-- start RECORD LIST --

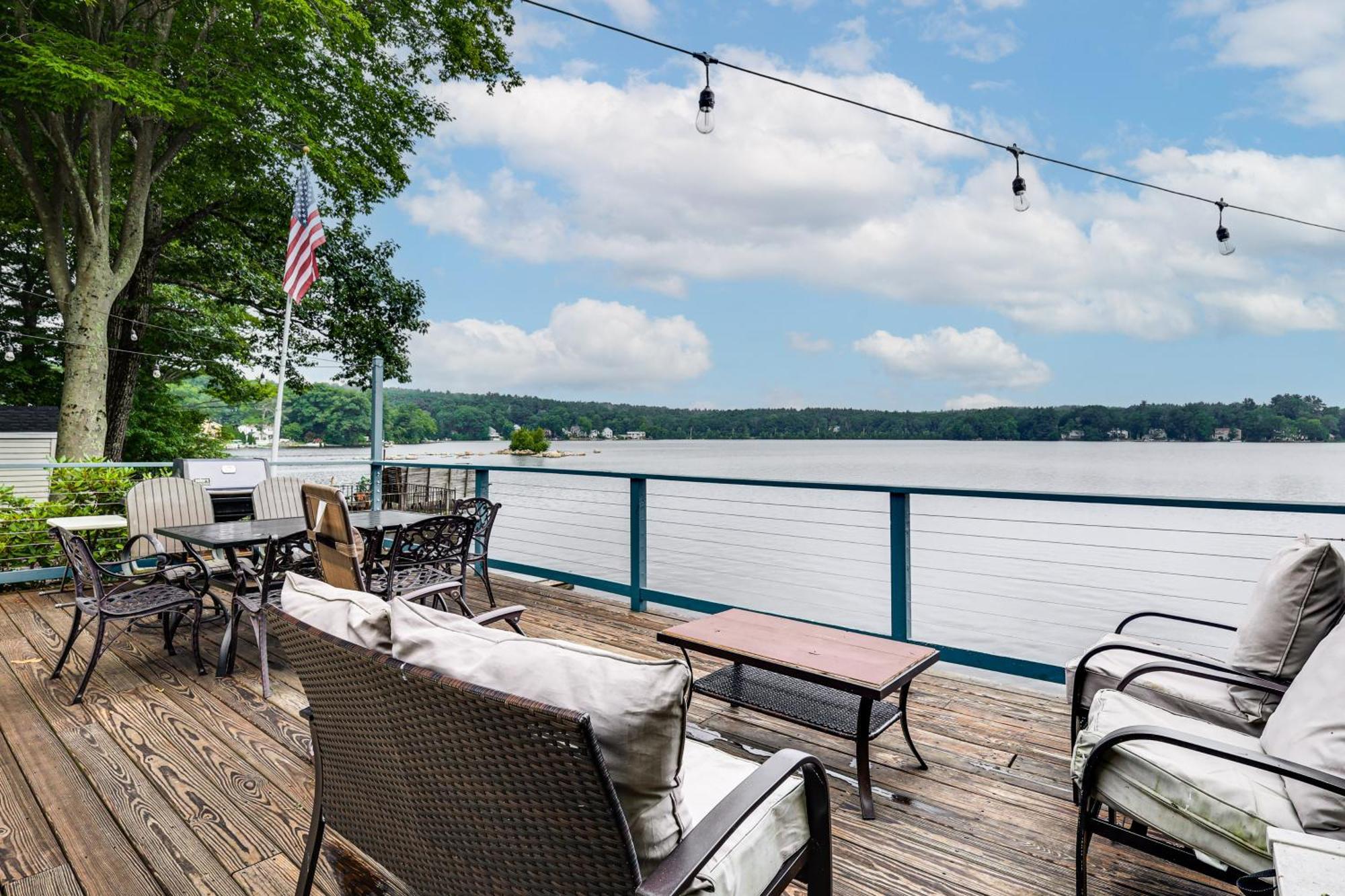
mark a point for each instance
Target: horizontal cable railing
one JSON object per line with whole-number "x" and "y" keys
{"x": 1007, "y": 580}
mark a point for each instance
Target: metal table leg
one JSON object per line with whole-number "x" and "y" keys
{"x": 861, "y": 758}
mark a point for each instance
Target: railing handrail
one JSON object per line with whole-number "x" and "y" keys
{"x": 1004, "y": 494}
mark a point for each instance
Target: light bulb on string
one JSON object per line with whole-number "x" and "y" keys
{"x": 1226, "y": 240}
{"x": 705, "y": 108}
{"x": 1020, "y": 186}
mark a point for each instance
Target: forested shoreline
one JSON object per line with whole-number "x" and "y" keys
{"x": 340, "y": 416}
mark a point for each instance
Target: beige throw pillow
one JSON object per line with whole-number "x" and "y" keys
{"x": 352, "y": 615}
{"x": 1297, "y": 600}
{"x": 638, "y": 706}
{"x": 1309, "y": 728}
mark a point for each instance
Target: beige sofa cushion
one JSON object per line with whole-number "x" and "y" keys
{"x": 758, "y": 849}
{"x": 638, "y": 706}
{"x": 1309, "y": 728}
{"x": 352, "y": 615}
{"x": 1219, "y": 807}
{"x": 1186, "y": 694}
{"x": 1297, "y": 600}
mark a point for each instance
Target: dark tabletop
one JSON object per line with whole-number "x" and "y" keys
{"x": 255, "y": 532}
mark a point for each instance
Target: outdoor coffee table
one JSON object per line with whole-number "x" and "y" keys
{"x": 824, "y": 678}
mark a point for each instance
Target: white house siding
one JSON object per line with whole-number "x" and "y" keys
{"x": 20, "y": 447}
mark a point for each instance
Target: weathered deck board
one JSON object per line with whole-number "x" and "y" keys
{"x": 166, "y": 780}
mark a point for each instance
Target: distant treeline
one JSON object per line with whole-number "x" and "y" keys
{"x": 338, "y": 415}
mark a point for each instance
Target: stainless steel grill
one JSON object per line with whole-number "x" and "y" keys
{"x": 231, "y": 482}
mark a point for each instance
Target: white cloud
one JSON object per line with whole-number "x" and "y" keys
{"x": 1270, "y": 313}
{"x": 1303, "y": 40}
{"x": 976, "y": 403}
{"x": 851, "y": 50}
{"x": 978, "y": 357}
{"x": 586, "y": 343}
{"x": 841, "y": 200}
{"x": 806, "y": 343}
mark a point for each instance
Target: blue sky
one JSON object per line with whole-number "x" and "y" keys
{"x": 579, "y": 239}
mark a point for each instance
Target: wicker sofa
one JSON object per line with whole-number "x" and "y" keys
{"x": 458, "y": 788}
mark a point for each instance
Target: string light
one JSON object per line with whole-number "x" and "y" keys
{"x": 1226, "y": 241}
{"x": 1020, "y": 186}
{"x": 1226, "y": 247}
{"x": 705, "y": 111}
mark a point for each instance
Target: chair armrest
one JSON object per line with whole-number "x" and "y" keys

-- end RECORD LIST --

EXERCISE OBJECTIVE: Give back the whole listing as it stands, minus its pictures.

TASK RESPONSE:
mark a point for each instance
Target: horizontal cable railing
one JSON object per line with whole-number "x" and "y" keys
{"x": 1007, "y": 580}
mark a point for each instance
Target: metal table leg
one JSON object per line with whole-number "x" and "y" keys
{"x": 861, "y": 758}
mark a point for each instance
Target: railing handrail
one JSON object per line with whole-number "x" and "y" keys
{"x": 1004, "y": 494}
mark a point for each instance
Target: light bulb on string
one JSON object per line with whole-number "x" and "y" keys
{"x": 1226, "y": 240}
{"x": 705, "y": 108}
{"x": 1020, "y": 186}
mark a point for each instance
Target: forested shoreline
one JSON object per line with whole-number "x" and "y" keys
{"x": 340, "y": 416}
mark a point for each instance
Target: beige throw pillow
one JSON object per line with whole-number "x" and "y" keys
{"x": 352, "y": 615}
{"x": 1297, "y": 600}
{"x": 638, "y": 706}
{"x": 1309, "y": 728}
mark a point for each instance
Target: beige sofa cushion
one JSON object per line with whole-number "x" and "y" keys
{"x": 758, "y": 849}
{"x": 638, "y": 706}
{"x": 1309, "y": 728}
{"x": 352, "y": 615}
{"x": 1219, "y": 807}
{"x": 1186, "y": 694}
{"x": 1297, "y": 600}
mark a point for each instance
Target: dark tabletop
one JSON object per line with whole-number "x" and "y" keys
{"x": 255, "y": 532}
mark a point for each instance
Target: outdoor coffee table
one JSON object per line with whole-number "x" and "y" keys
{"x": 824, "y": 678}
mark a point for each instance
Target: white house siding
one JSON object per line with whole-number "x" and "y" keys
{"x": 20, "y": 447}
mark a point for each instance
Target: weathered deck board
one JSON object per line with whole-number "x" and "y" keys
{"x": 166, "y": 780}
mark a point for each instance
Target: distant treeline
one JSON object per line with whole-number "x" and "y" keys
{"x": 338, "y": 415}
mark a point for each instance
Target: stainless steel grill
one JSON object per line with whole-number "x" and "y" keys
{"x": 231, "y": 482}
mark a point for each instance
Target: white cloud
one JSON object per line with whole-number "x" and "y" keys
{"x": 1270, "y": 313}
{"x": 1303, "y": 40}
{"x": 976, "y": 403}
{"x": 851, "y": 50}
{"x": 978, "y": 357}
{"x": 586, "y": 343}
{"x": 841, "y": 200}
{"x": 806, "y": 343}
mark a point for each instance
Target: blue sky
one JSON object per line with whole-number "x" and "y" keys
{"x": 579, "y": 239}
mark a point for each instance
Target: wicker sofa
one JSON object per line with whole-number "x" and "y" keys
{"x": 458, "y": 788}
mark a point for each instance
Target: string light
one JSON object per line with whole-number "x" and "y" keys
{"x": 1226, "y": 241}
{"x": 1020, "y": 186}
{"x": 1226, "y": 247}
{"x": 705, "y": 111}
mark a point for each instance
Target: chair armrest
one JSON object per line with whole-number "x" and "y" keys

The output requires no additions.